** Start of Input rows **

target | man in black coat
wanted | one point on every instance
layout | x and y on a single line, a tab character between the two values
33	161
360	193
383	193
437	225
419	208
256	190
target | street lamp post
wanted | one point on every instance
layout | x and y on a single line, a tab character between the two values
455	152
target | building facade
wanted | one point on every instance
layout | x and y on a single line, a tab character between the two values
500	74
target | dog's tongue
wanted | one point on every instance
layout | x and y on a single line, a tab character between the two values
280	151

** End of Input rows **
** Start of Input rows **

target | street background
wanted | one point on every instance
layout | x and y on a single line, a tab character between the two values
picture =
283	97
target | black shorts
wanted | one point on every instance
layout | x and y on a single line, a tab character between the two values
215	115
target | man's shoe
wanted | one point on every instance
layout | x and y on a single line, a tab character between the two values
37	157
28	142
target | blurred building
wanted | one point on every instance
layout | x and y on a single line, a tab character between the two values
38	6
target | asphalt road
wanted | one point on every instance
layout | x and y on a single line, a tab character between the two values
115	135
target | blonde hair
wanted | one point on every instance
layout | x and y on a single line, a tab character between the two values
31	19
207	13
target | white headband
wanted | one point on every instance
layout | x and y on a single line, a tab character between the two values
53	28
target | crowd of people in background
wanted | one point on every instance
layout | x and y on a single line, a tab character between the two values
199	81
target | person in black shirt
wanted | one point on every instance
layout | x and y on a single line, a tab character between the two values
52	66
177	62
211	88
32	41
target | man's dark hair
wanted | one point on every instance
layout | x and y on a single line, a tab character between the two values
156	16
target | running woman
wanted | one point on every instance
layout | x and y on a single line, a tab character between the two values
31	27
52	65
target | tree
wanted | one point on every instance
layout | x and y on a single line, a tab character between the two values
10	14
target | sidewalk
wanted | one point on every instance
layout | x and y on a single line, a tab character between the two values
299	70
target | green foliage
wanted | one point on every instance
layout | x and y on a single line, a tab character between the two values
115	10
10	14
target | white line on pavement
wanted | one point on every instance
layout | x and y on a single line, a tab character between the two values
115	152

** End of Input rows **

_Challenge:_ Report every line of the listing that contains the word "background".

_Task answer:_
target | street background
target | crowd of people in background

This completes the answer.